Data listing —
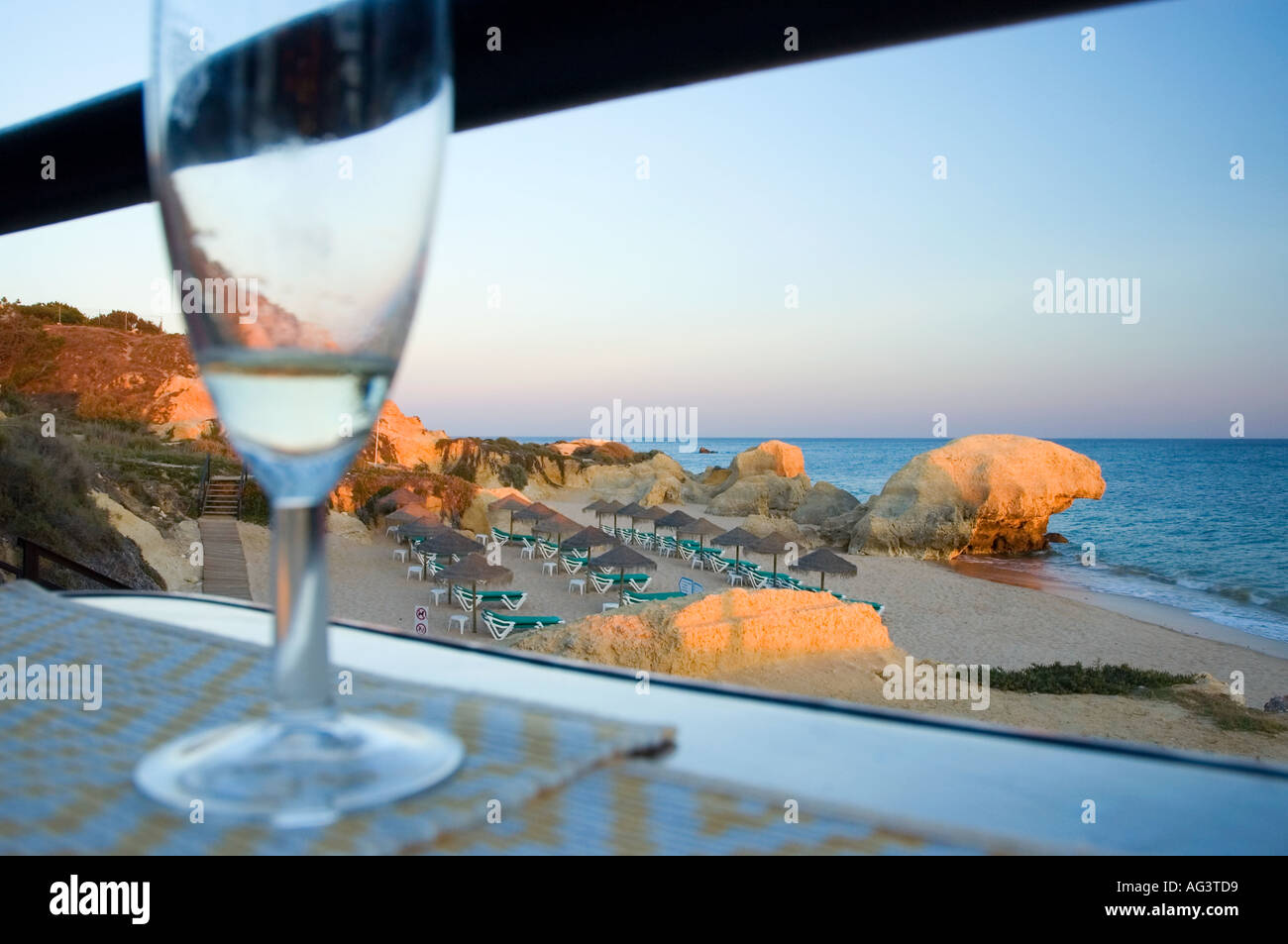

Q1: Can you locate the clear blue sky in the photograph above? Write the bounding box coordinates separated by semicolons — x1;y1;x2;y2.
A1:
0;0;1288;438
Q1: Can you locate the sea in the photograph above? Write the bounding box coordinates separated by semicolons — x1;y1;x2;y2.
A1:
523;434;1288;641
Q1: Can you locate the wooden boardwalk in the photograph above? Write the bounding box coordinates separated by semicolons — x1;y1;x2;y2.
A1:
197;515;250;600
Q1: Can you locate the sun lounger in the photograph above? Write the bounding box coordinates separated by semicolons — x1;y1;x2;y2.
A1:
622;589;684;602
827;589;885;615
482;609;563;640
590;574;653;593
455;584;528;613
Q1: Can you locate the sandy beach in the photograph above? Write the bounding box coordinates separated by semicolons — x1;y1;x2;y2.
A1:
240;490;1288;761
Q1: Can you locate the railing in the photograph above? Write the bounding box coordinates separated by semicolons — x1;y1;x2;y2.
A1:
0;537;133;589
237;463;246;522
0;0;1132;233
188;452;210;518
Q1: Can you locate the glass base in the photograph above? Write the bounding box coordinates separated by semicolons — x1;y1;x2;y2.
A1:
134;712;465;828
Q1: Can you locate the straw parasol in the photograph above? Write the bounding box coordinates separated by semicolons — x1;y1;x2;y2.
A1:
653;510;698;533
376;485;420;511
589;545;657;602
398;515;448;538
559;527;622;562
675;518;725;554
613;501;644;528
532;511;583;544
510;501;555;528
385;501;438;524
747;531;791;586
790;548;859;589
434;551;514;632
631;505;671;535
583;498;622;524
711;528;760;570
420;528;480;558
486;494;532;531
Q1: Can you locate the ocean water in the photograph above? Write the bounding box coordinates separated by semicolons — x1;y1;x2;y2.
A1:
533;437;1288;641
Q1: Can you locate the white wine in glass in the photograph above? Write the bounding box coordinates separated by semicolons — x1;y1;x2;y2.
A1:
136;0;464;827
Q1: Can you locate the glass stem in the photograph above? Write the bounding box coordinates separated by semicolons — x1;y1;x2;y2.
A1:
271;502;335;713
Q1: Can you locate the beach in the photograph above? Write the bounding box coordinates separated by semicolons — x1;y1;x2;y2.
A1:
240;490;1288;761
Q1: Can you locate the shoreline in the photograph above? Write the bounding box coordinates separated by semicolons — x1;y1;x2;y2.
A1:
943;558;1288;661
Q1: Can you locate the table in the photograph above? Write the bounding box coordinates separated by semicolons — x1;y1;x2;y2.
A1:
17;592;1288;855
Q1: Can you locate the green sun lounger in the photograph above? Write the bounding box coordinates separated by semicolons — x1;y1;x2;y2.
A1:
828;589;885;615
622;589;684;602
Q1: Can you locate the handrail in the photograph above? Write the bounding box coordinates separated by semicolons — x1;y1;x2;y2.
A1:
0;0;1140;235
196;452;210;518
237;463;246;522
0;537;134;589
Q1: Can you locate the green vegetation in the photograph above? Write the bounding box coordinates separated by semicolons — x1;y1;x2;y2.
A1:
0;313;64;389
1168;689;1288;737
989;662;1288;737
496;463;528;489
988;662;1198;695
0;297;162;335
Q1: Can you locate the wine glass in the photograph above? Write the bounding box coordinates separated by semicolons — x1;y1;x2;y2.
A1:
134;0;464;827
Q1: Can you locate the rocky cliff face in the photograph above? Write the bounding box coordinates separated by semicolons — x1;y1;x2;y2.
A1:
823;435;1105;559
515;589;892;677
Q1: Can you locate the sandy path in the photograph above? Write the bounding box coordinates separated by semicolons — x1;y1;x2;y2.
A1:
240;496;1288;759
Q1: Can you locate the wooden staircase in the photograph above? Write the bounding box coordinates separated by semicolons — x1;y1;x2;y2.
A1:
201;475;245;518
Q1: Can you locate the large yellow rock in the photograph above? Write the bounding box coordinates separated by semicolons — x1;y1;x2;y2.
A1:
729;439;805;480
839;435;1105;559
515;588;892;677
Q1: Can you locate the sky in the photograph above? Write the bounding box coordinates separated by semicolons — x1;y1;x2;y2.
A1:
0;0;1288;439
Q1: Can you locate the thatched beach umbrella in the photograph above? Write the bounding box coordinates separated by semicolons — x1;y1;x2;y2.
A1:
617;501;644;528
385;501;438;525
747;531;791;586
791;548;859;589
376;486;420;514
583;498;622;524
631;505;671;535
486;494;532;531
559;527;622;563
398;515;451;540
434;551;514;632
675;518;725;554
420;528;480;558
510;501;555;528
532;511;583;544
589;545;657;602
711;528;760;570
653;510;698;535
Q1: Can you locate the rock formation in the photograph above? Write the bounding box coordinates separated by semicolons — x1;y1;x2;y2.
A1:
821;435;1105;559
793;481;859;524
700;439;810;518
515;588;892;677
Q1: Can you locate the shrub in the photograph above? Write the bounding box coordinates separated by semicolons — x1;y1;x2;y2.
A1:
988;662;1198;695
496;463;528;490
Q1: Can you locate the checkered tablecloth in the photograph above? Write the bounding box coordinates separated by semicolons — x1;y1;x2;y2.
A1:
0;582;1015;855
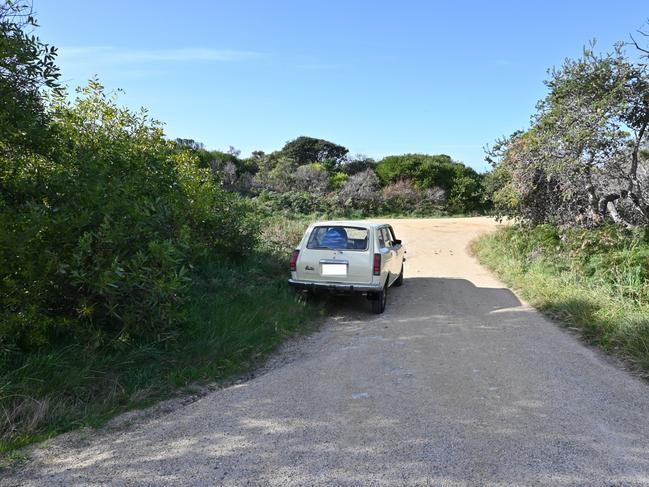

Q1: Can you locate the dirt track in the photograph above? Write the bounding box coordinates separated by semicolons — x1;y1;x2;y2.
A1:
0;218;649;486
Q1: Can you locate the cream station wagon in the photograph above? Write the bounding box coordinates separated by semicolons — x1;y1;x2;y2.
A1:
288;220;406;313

...

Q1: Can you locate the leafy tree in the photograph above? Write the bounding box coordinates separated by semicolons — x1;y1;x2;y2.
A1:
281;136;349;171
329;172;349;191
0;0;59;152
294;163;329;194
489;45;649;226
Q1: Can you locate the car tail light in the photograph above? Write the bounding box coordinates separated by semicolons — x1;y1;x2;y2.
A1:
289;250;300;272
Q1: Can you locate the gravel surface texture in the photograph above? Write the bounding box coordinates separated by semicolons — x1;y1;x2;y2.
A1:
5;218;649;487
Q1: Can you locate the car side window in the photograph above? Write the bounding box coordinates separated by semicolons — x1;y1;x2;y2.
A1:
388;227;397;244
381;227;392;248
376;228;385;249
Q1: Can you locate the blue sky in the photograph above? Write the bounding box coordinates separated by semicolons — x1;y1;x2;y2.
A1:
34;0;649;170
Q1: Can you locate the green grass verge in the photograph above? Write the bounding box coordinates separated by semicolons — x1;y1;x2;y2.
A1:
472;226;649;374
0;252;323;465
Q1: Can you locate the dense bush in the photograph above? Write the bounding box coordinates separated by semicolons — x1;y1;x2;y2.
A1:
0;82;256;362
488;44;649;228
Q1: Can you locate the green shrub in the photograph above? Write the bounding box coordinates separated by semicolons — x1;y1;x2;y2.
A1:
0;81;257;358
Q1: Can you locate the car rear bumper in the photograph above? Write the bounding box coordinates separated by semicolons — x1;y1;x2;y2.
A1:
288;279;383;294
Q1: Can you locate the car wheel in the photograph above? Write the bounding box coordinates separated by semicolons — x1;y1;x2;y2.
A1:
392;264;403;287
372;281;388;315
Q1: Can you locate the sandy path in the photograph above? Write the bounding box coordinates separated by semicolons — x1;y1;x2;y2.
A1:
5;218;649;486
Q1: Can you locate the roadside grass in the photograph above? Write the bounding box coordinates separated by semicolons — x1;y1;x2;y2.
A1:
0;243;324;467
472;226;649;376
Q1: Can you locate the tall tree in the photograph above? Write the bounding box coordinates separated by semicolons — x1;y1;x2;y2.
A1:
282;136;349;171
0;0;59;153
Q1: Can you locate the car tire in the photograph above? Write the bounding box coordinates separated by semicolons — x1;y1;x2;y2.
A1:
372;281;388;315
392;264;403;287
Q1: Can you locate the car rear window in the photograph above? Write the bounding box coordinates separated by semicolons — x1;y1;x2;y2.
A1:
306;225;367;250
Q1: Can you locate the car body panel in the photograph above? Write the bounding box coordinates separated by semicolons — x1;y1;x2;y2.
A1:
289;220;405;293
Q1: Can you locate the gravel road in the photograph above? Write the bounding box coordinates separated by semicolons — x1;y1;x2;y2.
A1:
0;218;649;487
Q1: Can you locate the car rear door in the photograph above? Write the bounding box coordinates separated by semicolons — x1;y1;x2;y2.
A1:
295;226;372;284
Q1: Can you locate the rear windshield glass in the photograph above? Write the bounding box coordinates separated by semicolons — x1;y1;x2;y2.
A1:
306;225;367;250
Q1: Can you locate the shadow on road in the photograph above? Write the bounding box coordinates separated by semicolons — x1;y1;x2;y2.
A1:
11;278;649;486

==

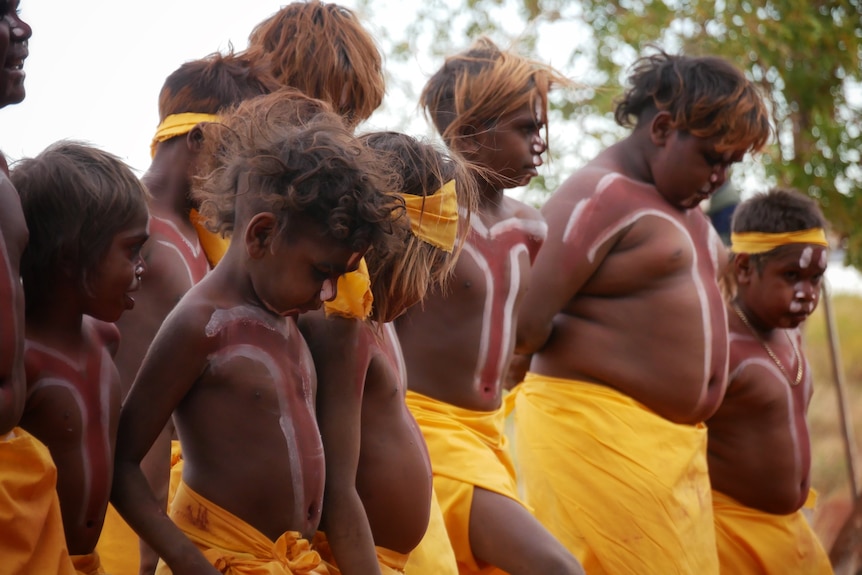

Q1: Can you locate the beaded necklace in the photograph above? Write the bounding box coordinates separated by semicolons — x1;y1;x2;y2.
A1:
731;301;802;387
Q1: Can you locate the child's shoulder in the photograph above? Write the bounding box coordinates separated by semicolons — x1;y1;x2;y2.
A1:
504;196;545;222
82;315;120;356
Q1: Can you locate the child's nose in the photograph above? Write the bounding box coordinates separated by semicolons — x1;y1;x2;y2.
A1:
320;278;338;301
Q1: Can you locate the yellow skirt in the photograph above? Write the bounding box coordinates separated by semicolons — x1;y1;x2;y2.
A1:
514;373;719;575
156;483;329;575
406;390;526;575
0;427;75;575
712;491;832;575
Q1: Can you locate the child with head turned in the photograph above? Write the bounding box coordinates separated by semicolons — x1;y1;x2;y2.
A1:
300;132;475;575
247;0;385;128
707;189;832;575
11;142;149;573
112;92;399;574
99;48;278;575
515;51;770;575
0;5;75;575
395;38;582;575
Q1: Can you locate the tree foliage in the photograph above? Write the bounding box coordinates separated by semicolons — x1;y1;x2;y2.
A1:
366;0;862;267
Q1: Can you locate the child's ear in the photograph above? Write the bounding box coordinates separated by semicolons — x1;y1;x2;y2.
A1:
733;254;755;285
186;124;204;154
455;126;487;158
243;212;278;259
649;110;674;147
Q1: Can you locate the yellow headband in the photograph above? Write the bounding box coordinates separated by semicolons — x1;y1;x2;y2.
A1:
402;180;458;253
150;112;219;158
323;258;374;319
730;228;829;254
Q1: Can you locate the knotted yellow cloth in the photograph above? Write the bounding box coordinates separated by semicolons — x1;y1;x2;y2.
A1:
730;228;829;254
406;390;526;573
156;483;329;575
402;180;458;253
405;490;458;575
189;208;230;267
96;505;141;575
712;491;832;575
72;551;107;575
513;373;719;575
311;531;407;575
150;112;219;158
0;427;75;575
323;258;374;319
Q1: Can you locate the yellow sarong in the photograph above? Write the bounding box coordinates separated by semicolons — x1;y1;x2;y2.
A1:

What to work on —
Output as a numbered list the part of the records that opens with the line containing "Q1: Can you locate the ocean" and closes with the line containing "134;0;464;827", both of those lines included. Leave out any blank lines.

Full output —
1. Q1: Can you locate the ocean water in the photograph above? Write the bounding box coordinates separated by semicolons — x1;y1;x2;y2.
2. A1:
3. 533;437;1288;641
4. Q1: Can you locate the white wine in glass in the photograph above? Write the bounding box coordinates separated by semicolons — x1;y1;x2;y2.
5. A1:
6. 136;0;464;827
7. Q1: Can you locate the glass stem in the photograph above? Write the bounding box coordinates separated by semicolons — x1;y1;x2;y2.
8. A1:
9. 271;502;335;713
10. Q1: Can you locate the beach in the photograph above? Write the bounding box coordinates separated by semicolons — x1;y1;x2;y2.
11. A1:
12. 240;490;1288;761
13. Q1: Can you locate the shoreline in the photograph above? Write the bounding box coordinates separated by semicolons — x1;y1;x2;y2.
14. A1:
15. 943;558;1288;661
16. Q1: Can you locate the table in the photograph above? Write the bounding box coordinates separated by semicolons — x1;y1;x2;y2.
17. A1:
18. 17;592;1288;855
19. Q1: Can you locate the green sun lounger in the photograph above? Write the bounding box coordinates separated by semicolons — x1;y1;x2;y2.
20. A1:
21. 828;589;885;615
22. 622;589;684;602
23. Q1: Can you locate the handrail in the photograph above? Write the bounding box coordinates separated by semicolons — x1;y1;x2;y2.
24. A1:
25. 0;0;1140;235
26. 196;452;210;518
27. 237;463;246;522
28. 0;537;134;589
29. Q1: Can you locate the green vegetation in the photograph above? Write the bounding box coordinates separated by semicolons — x1;y1;x2;y2.
30. A1:
31. 0;313;64;389
32. 1168;689;1288;737
33. 989;662;1288;737
34. 496;463;528;489
35. 988;662;1198;695
36. 0;297;162;335
37. Q1: Can you locate the wine glass in the photograph above? Write the bounding box coordinates separated by semicolons — x1;y1;x2;y2.
38. A1:
39. 134;0;464;827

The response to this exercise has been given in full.